** Given problem 1 **
Copy the blog post, beginning at the words "As I indicated" and stopping after "of this move.", and rename every "blog" in that stretch to "website".

** Selected extract **

I’m coming out. Yes, I’m going Anglican, no, I haven’t lost my mind, and here’s roughly how and why it happened (and is still happening).
As I indicated in my last blog post (on entering the Anglican fray on marriage), my family and I have begun to attend the Anglican Church. I say “attend” because nothing has been signed in blood and no dark ceremonies have been performed to make anything official, but I’m sure that will happen in due course. I’ve even redecorated the blog in honour of this move.
This will be a surprise to some people. My Catholic friends may even think (wishfully!) that this is one step in the journey “home to Rome.” Far from it. This is more of a Vatican II move: Taking a step to a position that has the appearance of being more conciliatory while reaffirming your commitment to what you already believed. Sure there are some similarities in form between the Anglican and (Roman) Catholic Churches. We even use some of the same liturgy. But that’s just because we have some beliefs and values in common, and it would be concerning to me if we did not. Anglicanism by design is the catholic tradition rolled back to a state without the elements that Protestants found objectionable. If you’re a Microsoft Windows fan, think of it as a system restore.
If you’re a Microsoft Windows fan, think of it as a system restore.

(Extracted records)

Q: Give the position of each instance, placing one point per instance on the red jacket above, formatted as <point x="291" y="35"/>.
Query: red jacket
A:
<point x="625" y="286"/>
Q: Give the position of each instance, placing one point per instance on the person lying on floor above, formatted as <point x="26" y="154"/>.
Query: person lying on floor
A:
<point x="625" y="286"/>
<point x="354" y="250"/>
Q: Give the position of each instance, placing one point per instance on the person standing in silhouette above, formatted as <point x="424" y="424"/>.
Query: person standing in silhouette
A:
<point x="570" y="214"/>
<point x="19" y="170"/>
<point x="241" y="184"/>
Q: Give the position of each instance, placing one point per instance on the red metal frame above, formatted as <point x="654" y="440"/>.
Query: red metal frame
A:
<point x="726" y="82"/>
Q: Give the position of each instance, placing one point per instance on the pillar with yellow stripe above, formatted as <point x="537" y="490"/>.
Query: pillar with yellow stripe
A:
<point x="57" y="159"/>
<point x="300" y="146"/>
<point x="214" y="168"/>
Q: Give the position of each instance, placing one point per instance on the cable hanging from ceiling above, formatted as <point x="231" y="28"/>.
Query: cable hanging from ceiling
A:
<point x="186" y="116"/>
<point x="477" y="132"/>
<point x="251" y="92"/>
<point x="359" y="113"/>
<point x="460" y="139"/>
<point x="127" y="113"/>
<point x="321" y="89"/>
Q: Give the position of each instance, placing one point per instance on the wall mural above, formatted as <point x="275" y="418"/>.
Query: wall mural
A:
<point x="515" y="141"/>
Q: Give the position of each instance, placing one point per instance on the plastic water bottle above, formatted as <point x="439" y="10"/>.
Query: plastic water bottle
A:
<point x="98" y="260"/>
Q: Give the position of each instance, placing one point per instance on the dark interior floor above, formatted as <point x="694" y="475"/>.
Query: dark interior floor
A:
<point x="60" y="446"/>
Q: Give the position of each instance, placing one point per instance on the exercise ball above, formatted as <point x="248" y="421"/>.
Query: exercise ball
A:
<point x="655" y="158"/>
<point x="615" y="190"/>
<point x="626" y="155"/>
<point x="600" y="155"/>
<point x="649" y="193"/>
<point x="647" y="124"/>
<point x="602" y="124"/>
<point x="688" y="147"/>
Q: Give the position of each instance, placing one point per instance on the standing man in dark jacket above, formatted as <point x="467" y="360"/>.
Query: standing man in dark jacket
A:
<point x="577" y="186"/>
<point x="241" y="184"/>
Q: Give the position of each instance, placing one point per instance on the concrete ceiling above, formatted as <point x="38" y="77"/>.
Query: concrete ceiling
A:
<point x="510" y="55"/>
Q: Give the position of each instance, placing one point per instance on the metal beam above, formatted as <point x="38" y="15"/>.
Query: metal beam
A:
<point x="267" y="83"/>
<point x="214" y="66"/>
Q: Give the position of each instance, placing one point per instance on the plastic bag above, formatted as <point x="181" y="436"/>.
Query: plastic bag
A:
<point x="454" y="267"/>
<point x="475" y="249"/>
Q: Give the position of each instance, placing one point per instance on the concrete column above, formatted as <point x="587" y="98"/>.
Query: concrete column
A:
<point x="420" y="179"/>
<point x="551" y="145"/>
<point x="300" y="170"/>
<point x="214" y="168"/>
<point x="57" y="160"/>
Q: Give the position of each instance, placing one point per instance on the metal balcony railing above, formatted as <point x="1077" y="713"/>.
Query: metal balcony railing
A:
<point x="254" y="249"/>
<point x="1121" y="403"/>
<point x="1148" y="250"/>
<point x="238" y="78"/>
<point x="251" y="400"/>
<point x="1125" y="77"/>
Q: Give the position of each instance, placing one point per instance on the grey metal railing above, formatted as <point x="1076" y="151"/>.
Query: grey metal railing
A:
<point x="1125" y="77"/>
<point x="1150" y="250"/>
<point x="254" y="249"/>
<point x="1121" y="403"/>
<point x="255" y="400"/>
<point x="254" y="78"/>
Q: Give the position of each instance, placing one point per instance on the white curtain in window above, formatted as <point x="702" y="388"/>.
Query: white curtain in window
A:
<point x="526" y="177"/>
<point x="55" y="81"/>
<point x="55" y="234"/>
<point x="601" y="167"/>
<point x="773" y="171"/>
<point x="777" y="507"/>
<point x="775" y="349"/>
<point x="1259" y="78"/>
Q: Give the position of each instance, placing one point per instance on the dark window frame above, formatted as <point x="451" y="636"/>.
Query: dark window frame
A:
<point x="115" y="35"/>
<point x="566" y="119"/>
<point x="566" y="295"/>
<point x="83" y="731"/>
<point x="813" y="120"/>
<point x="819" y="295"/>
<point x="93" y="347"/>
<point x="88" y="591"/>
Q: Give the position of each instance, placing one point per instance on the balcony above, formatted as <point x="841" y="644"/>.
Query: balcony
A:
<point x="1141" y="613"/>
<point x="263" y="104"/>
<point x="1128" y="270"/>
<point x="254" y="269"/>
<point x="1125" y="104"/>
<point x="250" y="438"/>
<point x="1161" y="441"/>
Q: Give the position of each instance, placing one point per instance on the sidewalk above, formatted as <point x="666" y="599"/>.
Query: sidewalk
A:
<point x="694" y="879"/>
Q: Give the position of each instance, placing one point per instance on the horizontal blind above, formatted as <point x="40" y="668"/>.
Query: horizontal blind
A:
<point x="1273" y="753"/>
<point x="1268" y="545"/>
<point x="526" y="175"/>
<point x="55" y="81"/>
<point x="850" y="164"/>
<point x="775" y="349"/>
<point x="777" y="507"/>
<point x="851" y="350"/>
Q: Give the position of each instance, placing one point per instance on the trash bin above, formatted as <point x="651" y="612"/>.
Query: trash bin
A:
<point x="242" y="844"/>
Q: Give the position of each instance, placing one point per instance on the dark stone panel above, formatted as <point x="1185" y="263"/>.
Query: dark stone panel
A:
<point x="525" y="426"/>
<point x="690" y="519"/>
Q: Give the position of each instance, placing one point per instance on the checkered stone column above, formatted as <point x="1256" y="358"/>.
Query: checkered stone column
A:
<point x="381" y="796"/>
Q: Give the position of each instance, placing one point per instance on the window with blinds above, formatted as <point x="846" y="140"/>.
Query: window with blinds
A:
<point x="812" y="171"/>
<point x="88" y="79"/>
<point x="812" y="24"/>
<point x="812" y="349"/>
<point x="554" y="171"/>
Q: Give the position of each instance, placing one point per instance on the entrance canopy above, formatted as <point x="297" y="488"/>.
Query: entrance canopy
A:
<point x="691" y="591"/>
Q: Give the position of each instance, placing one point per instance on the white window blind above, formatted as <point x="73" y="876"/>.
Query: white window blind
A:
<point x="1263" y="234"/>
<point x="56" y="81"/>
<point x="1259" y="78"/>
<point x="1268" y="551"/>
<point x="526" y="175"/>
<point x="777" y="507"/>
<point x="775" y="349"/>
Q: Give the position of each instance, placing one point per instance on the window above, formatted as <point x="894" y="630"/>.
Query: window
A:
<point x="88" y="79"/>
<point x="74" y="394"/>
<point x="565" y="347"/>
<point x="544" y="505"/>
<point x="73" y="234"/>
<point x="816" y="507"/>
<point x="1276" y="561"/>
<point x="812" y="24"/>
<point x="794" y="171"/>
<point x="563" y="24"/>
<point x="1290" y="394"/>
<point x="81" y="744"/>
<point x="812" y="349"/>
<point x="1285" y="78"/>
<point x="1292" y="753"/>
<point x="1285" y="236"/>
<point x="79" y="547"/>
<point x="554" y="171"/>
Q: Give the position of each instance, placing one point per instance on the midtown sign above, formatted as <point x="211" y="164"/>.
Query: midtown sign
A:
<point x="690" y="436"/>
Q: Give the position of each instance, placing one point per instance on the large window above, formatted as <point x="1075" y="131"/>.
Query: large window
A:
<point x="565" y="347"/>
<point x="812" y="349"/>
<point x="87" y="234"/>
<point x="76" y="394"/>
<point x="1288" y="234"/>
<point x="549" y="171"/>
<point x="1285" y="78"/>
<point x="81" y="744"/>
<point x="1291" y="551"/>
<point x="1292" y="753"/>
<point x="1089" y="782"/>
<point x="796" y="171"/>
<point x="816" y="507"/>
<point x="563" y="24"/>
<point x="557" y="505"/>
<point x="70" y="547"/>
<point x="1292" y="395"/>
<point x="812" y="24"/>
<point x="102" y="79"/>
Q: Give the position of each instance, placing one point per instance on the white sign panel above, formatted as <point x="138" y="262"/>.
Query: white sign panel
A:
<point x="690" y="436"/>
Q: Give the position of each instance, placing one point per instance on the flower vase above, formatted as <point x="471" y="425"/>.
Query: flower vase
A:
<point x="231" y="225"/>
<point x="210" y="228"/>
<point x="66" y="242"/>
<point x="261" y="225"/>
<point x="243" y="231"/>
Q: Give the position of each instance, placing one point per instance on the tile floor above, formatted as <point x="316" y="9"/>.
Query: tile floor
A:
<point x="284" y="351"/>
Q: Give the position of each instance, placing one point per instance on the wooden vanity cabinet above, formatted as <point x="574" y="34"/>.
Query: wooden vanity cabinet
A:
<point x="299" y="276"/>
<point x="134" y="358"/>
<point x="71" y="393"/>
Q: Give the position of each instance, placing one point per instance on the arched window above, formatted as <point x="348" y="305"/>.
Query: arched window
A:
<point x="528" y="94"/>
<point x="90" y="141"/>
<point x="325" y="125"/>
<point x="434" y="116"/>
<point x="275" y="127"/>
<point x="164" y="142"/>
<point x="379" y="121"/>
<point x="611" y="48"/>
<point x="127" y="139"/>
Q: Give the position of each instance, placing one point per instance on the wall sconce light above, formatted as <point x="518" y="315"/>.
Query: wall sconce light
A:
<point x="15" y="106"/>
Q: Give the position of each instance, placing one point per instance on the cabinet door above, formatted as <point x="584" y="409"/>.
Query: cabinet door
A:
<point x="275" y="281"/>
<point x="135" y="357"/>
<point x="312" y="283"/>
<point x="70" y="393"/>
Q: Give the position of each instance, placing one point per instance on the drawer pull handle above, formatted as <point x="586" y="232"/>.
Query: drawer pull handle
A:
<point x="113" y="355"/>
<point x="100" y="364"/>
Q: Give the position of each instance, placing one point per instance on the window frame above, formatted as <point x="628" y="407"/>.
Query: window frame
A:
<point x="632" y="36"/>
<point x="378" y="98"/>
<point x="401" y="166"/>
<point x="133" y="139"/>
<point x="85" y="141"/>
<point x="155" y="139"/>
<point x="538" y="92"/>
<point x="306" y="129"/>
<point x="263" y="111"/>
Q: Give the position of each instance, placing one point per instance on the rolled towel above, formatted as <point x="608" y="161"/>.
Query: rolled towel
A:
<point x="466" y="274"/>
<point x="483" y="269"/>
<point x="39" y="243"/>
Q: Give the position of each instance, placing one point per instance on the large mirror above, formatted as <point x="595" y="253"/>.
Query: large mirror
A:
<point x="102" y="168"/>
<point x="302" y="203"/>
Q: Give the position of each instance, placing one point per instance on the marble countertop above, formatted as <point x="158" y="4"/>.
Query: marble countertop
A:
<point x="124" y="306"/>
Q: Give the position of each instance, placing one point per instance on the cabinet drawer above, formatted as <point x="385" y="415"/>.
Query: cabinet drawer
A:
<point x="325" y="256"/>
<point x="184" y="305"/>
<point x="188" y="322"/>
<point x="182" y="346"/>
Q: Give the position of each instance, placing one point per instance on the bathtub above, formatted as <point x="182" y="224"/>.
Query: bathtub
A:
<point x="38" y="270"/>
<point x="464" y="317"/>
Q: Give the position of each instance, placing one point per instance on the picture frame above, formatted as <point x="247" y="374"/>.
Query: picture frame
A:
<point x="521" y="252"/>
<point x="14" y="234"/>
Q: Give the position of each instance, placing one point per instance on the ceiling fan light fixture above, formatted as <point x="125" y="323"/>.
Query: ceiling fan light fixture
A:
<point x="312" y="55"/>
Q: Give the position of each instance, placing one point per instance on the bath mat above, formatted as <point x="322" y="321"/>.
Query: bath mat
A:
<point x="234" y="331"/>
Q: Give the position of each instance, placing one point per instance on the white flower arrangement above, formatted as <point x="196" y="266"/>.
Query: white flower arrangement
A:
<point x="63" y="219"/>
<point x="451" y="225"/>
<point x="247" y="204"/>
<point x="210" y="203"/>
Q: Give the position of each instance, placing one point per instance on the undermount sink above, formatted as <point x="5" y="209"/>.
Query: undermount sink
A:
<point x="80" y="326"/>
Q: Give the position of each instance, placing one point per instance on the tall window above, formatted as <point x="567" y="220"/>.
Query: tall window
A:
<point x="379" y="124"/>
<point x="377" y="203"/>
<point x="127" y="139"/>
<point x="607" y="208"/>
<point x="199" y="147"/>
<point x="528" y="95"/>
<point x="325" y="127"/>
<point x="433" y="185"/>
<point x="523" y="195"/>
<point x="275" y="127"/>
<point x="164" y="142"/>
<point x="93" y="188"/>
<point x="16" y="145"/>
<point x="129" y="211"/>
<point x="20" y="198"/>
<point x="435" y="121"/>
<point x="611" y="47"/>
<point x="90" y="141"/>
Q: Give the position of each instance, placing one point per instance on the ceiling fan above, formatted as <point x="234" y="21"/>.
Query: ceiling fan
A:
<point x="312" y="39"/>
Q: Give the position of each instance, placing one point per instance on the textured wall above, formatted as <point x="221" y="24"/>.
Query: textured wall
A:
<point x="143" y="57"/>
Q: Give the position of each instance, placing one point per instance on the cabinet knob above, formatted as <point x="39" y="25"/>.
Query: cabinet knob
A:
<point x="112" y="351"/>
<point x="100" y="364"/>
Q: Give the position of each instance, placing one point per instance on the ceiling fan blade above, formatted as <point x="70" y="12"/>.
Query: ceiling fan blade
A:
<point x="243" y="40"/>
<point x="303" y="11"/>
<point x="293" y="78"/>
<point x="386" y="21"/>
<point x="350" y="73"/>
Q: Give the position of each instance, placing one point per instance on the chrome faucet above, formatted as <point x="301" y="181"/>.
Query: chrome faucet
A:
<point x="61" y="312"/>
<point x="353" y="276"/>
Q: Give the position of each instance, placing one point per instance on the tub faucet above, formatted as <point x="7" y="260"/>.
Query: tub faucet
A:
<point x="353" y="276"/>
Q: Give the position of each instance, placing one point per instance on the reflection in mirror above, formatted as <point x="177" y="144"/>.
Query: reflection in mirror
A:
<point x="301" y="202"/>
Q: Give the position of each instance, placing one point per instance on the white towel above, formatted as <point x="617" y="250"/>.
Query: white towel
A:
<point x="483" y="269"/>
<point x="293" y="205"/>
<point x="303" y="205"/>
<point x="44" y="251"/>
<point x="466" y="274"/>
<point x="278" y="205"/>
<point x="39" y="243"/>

** Given problem 2 **
Pick out each line of the entries above that contains the string "railing", and copy those lines.

** Correct answer 1 **
As I indicated in my last website post (on entering the Anglican fray on marriage), my family and I have begun to attend the Anglican Church. I say “attend” because nothing has been signed in blood and no dark ceremonies have been performed to make anything official, but I’m sure that will happen in due course. I’ve even redecorated the website in honour of this move.

** Correct answer 2 **
Q: Give the position of each instance, placing one point per instance on the metal balcony railing above, formatted as <point x="1077" y="713"/>.
Query: metal balcony railing
Q: Give the position of each instance, placing one point per instance on the grey metal railing above, formatted as <point x="1076" y="151"/>.
Query: grey metal railing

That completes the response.